What this task involves:
Reproduce every one of the entries below word for word, omitting the pictures from your reply.

━━━ Working data

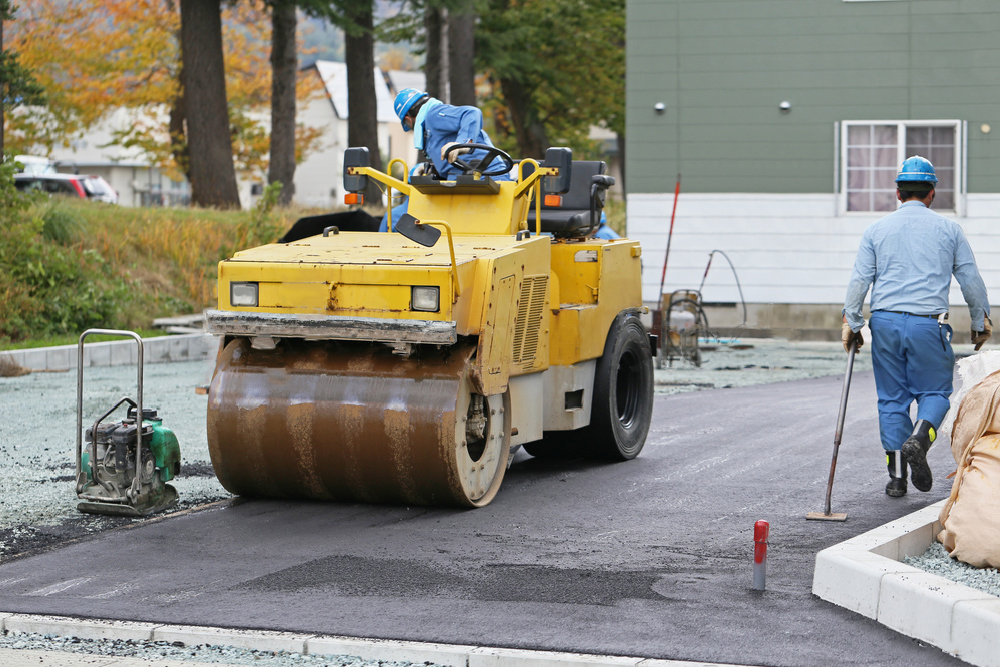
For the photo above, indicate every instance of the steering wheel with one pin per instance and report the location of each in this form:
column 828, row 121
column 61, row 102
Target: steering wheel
column 492, row 152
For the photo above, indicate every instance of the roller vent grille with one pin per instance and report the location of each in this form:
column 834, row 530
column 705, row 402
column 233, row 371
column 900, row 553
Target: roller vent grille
column 529, row 320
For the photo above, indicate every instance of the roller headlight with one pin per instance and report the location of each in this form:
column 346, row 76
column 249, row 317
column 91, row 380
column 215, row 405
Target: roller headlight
column 425, row 298
column 243, row 294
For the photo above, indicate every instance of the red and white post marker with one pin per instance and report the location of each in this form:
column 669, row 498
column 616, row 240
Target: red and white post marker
column 761, row 529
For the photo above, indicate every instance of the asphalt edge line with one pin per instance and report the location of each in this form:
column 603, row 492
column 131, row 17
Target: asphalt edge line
column 866, row 575
column 138, row 522
column 449, row 655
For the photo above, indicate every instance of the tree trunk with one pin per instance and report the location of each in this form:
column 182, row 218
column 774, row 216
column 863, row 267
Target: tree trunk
column 3, row 84
column 284, row 66
column 210, row 146
column 362, row 109
column 178, row 133
column 621, row 161
column 528, row 130
column 461, row 52
column 433, row 70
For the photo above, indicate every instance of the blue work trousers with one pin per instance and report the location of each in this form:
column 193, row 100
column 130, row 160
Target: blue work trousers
column 913, row 361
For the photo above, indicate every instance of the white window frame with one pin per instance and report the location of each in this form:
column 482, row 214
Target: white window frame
column 961, row 138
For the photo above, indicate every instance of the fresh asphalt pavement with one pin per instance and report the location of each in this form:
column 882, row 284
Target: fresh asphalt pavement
column 651, row 557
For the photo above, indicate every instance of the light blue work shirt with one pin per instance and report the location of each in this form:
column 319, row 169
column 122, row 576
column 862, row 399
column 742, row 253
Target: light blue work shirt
column 445, row 123
column 910, row 256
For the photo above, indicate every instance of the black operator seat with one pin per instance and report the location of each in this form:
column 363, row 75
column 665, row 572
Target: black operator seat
column 573, row 217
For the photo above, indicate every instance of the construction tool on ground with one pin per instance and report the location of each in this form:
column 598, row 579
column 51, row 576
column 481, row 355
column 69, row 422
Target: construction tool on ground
column 408, row 366
column 826, row 514
column 126, row 465
column 684, row 323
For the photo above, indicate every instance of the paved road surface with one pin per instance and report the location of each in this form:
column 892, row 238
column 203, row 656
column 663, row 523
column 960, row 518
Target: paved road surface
column 648, row 558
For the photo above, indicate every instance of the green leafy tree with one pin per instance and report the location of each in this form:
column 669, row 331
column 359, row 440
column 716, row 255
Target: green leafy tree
column 558, row 67
column 17, row 86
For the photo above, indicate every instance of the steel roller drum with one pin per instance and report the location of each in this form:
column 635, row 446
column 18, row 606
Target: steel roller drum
column 354, row 422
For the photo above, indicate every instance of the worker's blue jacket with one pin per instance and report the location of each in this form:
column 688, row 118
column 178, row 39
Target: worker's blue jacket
column 438, row 124
column 910, row 256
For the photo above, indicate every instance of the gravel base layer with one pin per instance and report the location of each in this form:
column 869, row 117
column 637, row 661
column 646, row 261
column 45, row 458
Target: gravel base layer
column 206, row 654
column 937, row 561
column 37, row 462
column 38, row 445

━━━━━━

Written reply:
For the photo above, indicate every instance of the steering wheel with one pin per instance and report the location of each in this form:
column 828, row 121
column 61, row 102
Target: steering wheel
column 492, row 152
For the photo above, indicate every instance of the roller vent grille with one pin per instance and report the location of each in this form:
column 834, row 530
column 705, row 402
column 233, row 371
column 900, row 553
Target: roller vent grille
column 529, row 320
For the photo above, indicate every instance of the roller headlight with one pin per instance and report the location of each in this form:
column 346, row 76
column 249, row 317
column 91, row 380
column 215, row 405
Target: roller headlight
column 425, row 298
column 243, row 294
For the photo above, indicate every instance of the red and white post marker with one pin per instance and report the location of each in this form:
column 669, row 498
column 616, row 240
Target: red and white post marker
column 761, row 529
For the photo above, indicate every instance of the asphalt edge line with one pin per instance and report the location of each in this form:
column 603, row 492
column 131, row 17
Target: asphalt edge line
column 866, row 575
column 138, row 522
column 449, row 655
For the photo above, indicate every instance of the tree trunk with one pin per instance and report the location of each in this form:
column 182, row 218
column 774, row 216
column 863, row 267
Target: tree trunk
column 3, row 84
column 284, row 66
column 210, row 146
column 362, row 109
column 178, row 133
column 621, row 161
column 528, row 130
column 461, row 52
column 433, row 70
For the photo above, indicate every instance of the blue work trousers with one pin per instance and report the location of each in this form:
column 193, row 100
column 130, row 160
Target: blue work trousers
column 913, row 361
For the photo above, indicate every instance of the white window frame with one pin per instance and report the location of each in this form:
column 482, row 214
Target: white window frame
column 961, row 138
For the photo above, indicate every instance of the fresh asphalt pavement with one pin per instance and report the location of each in this form:
column 882, row 284
Target: fresh asphalt pavement
column 651, row 557
For the photo above, indicate every instance of the light blue work shirt with one pin per instance and report the location of each in this form:
column 319, row 169
column 122, row 576
column 862, row 399
column 742, row 253
Target: light blue work shirt
column 445, row 123
column 910, row 256
For the photo above, indicate every instance of the black operator seat with one pin per instance and report the location of each in this form:
column 363, row 75
column 665, row 572
Target: black operator seat
column 573, row 217
For the photo above, indicate every instance of the construction tool on ground with one pin per instance and report the location of each in this form:
column 598, row 579
column 51, row 576
column 481, row 355
column 69, row 422
Target: construction tool on ground
column 408, row 366
column 826, row 514
column 126, row 465
column 684, row 323
For the photo above, indicate every instance of the paved road surface with one pin per instance and report the location of each in this form:
column 892, row 238
column 203, row 656
column 663, row 523
column 960, row 518
Target: paved road surface
column 648, row 558
For the photo above, indicate every instance of the green leafy tree with one pin per instance and report the location of each in this form:
column 669, row 331
column 359, row 440
column 716, row 255
Target: green leafy tree
column 558, row 67
column 17, row 86
For the photo above, indicate every instance of the steel roller drum with one pin per instance and report the location of each in this form:
column 635, row 446
column 18, row 606
Target: steel roller drum
column 354, row 422
For the photo above, indicate every instance of the worker's blue jacket with one pin per instance and report the location of each in this form:
column 688, row 118
column 178, row 39
Target: worker's blue jacket
column 438, row 124
column 910, row 256
For the photo above, indicate every instance of the gravel base layer with one pin per instance and report the location of each in this form:
column 869, row 117
column 637, row 661
column 646, row 261
column 45, row 458
Target: gravel base layer
column 206, row 654
column 937, row 561
column 37, row 462
column 38, row 445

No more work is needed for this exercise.